» **Your objective**
Quote all of the data below exactly, please.

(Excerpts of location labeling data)
..........
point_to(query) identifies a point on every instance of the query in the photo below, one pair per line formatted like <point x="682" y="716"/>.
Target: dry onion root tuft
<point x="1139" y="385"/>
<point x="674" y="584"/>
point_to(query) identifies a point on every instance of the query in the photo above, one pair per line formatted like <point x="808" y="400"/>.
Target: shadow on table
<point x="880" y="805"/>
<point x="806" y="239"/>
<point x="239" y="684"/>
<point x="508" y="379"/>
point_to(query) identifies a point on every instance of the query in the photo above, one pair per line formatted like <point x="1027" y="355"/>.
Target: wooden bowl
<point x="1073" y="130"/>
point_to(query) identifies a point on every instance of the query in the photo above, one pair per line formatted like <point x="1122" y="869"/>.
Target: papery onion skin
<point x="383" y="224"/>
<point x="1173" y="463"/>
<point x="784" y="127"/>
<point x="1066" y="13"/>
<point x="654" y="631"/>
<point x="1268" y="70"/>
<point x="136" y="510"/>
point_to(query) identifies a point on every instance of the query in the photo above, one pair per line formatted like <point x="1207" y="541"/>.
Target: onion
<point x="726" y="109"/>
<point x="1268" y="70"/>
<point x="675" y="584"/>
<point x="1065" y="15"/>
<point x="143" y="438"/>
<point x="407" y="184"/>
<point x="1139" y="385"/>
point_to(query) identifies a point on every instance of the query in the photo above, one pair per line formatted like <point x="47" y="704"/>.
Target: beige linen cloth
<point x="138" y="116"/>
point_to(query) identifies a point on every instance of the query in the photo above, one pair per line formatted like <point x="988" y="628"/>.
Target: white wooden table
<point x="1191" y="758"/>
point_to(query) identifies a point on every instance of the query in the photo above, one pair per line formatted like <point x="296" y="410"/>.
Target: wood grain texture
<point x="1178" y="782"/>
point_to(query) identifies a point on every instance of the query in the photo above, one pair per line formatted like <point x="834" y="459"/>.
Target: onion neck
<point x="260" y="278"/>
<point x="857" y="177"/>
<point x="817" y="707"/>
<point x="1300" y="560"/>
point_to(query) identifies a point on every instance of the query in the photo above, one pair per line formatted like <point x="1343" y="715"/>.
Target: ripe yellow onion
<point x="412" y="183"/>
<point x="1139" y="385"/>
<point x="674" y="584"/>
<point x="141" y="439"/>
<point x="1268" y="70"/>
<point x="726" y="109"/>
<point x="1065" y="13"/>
..........
» **Task solution**
point_to(query) identifies a point on every instance of the query in the photo below, one pair per line formatted like <point x="682" y="716"/>.
Target: dry onion root tuft
<point x="1139" y="385"/>
<point x="674" y="584"/>
point_to(query) identifies a point on every instance of the query in the photo above, one pair per line formatted like <point x="808" y="400"/>.
Target: shadow on table
<point x="880" y="805"/>
<point x="806" y="239"/>
<point x="239" y="684"/>
<point x="508" y="379"/>
point_to(query) identifies a point on every instance of the query in the photo above, one pair per line formatted like <point x="1027" y="355"/>.
Target: wooden bowl
<point x="1073" y="130"/>
point_to(query) identifies a point on every instance of the query in the photo above, one pair per line formatted like <point x="1122" y="869"/>.
Target: papery onion skin
<point x="383" y="224"/>
<point x="1173" y="463"/>
<point x="784" y="127"/>
<point x="1066" y="13"/>
<point x="654" y="631"/>
<point x="1268" y="70"/>
<point x="136" y="510"/>
point_to(query) identifies a point on every instance of the query in the photo above, one pair per line formatted like <point x="1207" y="541"/>.
Target: onion
<point x="726" y="109"/>
<point x="1268" y="70"/>
<point x="675" y="584"/>
<point x="1065" y="15"/>
<point x="143" y="438"/>
<point x="407" y="184"/>
<point x="1139" y="385"/>
point_to(query) identifies a point on every instance of the query in the photo above, one pair per line formatted like <point x="47" y="704"/>.
Target: beige linen cloth
<point x="138" y="116"/>
point_to(query) identifies a point on every instance of the query in the photo above, one pair per line formatted like <point x="988" y="628"/>.
Target: white wooden table
<point x="1191" y="758"/>
point_to(query) identifies a point on every instance of the query in the photo above, one pair per line formatted like <point x="296" y="410"/>.
Target: wood grain texture
<point x="1178" y="782"/>
point_to(query) identifies a point on every instance of the query in the photo above, one pair per line formatted like <point x="834" y="459"/>.
Target: onion neck
<point x="260" y="278"/>
<point x="857" y="177"/>
<point x="817" y="707"/>
<point x="1300" y="560"/>
point_to(query) identifies a point on every instance of the query in the photo above, one pair per line formatted like <point x="1343" y="715"/>.
Target: ripe yellow onion
<point x="412" y="183"/>
<point x="1139" y="385"/>
<point x="674" y="584"/>
<point x="141" y="439"/>
<point x="1268" y="70"/>
<point x="726" y="109"/>
<point x="1065" y="13"/>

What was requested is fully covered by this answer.